BRIEF: Print every line of the listing below, starting with the line that holds "x=256, y=36" and going on through the line that holds "task | put a marker on each instance of the asphalt", both included, and print nothing else.

RAW DATA:

»»

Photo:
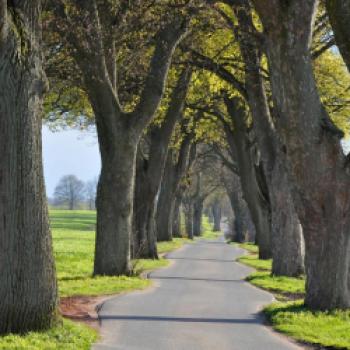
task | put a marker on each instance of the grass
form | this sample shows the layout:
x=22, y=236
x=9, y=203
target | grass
x=73, y=242
x=67, y=336
x=325, y=329
x=176, y=243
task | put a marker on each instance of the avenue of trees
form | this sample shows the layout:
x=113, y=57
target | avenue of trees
x=193, y=102
x=72, y=193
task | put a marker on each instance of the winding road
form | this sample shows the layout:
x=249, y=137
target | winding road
x=199, y=302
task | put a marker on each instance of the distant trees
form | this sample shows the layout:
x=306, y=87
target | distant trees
x=28, y=293
x=72, y=192
x=69, y=191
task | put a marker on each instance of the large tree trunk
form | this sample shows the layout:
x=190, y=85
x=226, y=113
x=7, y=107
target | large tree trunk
x=238, y=222
x=339, y=15
x=287, y=237
x=94, y=51
x=316, y=164
x=255, y=197
x=112, y=249
x=150, y=171
x=144, y=242
x=28, y=290
x=286, y=233
x=165, y=205
x=188, y=211
x=216, y=209
x=173, y=174
x=177, y=218
x=197, y=216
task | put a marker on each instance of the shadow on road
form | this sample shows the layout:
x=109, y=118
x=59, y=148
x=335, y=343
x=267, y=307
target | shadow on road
x=256, y=320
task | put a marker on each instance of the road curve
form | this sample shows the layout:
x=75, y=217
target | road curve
x=199, y=302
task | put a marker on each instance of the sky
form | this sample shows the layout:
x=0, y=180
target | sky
x=69, y=152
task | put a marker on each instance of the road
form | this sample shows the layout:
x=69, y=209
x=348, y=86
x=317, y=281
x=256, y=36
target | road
x=199, y=302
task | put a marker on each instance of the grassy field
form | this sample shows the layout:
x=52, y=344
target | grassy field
x=73, y=242
x=325, y=329
x=67, y=336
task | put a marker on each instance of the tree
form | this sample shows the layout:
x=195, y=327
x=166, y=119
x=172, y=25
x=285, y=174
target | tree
x=28, y=290
x=70, y=191
x=176, y=166
x=317, y=166
x=95, y=51
x=339, y=15
x=90, y=193
x=150, y=168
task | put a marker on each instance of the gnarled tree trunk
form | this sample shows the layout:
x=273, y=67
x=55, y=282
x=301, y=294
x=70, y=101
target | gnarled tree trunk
x=150, y=172
x=28, y=290
x=173, y=173
x=339, y=16
x=216, y=210
x=177, y=218
x=94, y=51
x=255, y=197
x=197, y=216
x=316, y=164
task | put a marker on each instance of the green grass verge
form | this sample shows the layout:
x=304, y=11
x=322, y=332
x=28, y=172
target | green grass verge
x=326, y=329
x=73, y=242
x=67, y=336
x=253, y=261
x=176, y=243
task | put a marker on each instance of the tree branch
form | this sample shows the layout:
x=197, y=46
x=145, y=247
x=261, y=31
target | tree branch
x=166, y=42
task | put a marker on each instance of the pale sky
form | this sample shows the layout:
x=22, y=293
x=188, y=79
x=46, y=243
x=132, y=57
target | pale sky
x=69, y=152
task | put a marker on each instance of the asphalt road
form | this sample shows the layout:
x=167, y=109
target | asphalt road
x=199, y=302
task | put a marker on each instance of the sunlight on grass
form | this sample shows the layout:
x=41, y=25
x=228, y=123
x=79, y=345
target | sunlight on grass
x=330, y=329
x=253, y=261
x=280, y=284
x=176, y=243
x=74, y=240
x=67, y=336
x=326, y=329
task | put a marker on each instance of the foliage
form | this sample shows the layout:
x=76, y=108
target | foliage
x=65, y=336
x=280, y=284
x=208, y=232
x=333, y=83
x=69, y=190
x=73, y=241
x=327, y=329
x=253, y=261
x=176, y=243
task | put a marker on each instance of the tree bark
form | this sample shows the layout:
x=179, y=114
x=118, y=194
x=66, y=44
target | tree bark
x=28, y=291
x=112, y=247
x=149, y=172
x=177, y=218
x=173, y=173
x=216, y=209
x=285, y=231
x=197, y=216
x=339, y=16
x=316, y=164
x=287, y=236
x=188, y=211
x=118, y=131
x=258, y=204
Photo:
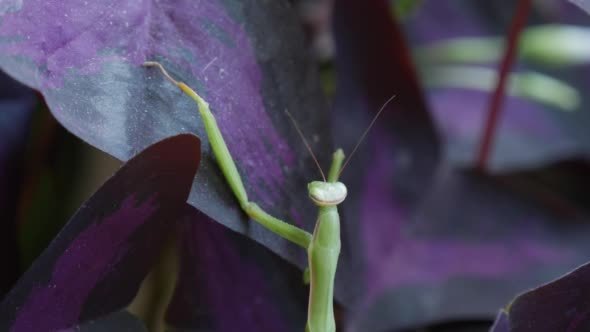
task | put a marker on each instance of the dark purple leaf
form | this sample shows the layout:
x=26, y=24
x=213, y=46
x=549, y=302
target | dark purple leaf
x=473, y=243
x=95, y=265
x=17, y=103
x=86, y=56
x=230, y=283
x=529, y=134
x=120, y=321
x=584, y=4
x=373, y=64
x=561, y=305
x=422, y=242
x=501, y=323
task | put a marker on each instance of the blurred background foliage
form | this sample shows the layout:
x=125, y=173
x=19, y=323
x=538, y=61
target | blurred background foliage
x=48, y=173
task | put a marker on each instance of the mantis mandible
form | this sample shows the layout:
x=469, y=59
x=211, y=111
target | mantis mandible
x=323, y=246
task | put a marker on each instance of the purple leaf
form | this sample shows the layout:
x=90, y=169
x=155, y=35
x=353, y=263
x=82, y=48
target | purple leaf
x=474, y=242
x=529, y=134
x=16, y=108
x=95, y=265
x=229, y=283
x=423, y=242
x=373, y=63
x=561, y=305
x=120, y=321
x=247, y=60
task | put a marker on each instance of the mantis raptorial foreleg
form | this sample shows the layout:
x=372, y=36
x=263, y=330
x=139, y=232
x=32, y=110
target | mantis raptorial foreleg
x=231, y=174
x=323, y=247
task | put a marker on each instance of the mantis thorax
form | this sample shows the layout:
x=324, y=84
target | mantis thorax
x=326, y=193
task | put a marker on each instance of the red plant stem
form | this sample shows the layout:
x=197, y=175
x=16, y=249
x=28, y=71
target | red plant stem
x=495, y=105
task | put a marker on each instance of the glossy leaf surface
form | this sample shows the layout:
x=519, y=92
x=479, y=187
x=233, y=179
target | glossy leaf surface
x=86, y=57
x=425, y=242
x=229, y=283
x=17, y=103
x=96, y=263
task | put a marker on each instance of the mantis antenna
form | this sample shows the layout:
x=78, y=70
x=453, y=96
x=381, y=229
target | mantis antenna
x=365, y=133
x=306, y=144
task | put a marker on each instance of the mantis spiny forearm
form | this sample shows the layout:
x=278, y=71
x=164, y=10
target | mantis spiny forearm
x=323, y=247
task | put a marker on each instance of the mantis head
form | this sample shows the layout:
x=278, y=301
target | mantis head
x=327, y=193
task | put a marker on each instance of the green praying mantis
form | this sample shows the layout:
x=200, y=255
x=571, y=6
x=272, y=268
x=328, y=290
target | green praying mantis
x=323, y=246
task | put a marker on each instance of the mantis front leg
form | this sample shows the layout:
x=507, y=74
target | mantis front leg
x=231, y=174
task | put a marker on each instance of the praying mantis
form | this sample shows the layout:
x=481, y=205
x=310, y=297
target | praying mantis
x=323, y=245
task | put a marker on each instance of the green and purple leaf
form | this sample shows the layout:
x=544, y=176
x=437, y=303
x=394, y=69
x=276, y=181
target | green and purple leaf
x=86, y=58
x=422, y=242
x=561, y=305
x=96, y=263
x=528, y=134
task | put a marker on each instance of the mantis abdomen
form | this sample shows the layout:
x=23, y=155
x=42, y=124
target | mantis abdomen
x=323, y=253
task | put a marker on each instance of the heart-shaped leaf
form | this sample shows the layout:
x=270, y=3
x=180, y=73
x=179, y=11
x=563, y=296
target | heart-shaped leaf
x=423, y=242
x=95, y=265
x=247, y=60
x=229, y=283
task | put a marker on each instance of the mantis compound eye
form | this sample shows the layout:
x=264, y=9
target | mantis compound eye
x=327, y=193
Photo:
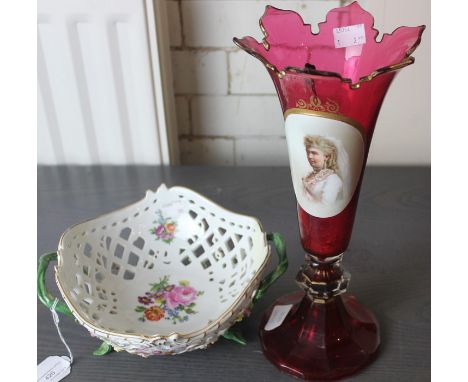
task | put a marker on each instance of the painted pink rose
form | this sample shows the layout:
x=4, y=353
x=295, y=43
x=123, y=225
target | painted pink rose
x=159, y=231
x=180, y=295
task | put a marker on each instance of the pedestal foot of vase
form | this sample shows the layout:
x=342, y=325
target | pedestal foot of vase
x=325, y=335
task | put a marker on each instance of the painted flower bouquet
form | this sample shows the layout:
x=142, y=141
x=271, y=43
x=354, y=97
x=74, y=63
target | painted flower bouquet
x=165, y=228
x=168, y=301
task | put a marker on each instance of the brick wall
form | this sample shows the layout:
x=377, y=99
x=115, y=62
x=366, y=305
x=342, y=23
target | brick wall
x=227, y=108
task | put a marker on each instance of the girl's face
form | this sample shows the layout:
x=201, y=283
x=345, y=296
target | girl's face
x=316, y=157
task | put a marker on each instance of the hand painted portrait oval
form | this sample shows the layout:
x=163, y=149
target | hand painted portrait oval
x=326, y=156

««

RESPONSE BOX:
x=256, y=36
target | road
x=199, y=302
task | put a marker on each instance of the grassy field
form | this sample shows the layout:
x=52, y=344
target | grassy field
x=73, y=242
x=325, y=329
x=67, y=336
task | put a marker on each instance of the tree
form | this sample shows the layout:
x=195, y=327
x=166, y=119
x=172, y=25
x=285, y=174
target | tree
x=28, y=290
x=70, y=191
x=176, y=166
x=317, y=166
x=95, y=51
x=339, y=15
x=90, y=193
x=150, y=168
task | put a marker on each instance of the gnarled tree trunk
form | this sample shows the layout:
x=273, y=67
x=55, y=282
x=301, y=294
x=70, y=101
target | gnarled tree trunk
x=150, y=172
x=28, y=290
x=173, y=173
x=339, y=16
x=216, y=210
x=177, y=218
x=94, y=51
x=255, y=197
x=197, y=216
x=316, y=164
task | put a marker on each instance of the green grass verge
form | this sample shows the layout:
x=304, y=11
x=322, y=332
x=28, y=172
target | green grass verge
x=326, y=329
x=73, y=242
x=67, y=336
x=253, y=261
x=176, y=243
task | put a marker on each instance of the tree branch
form | this sample shows the layout:
x=197, y=46
x=145, y=247
x=261, y=31
target | tree branch
x=166, y=42
task | put a marker on each instance of the pale sky
form | this sample shows the layout:
x=22, y=293
x=188, y=79
x=46, y=243
x=132, y=57
target | pale sky
x=69, y=152
task | put a marker on each instance of the asphalt road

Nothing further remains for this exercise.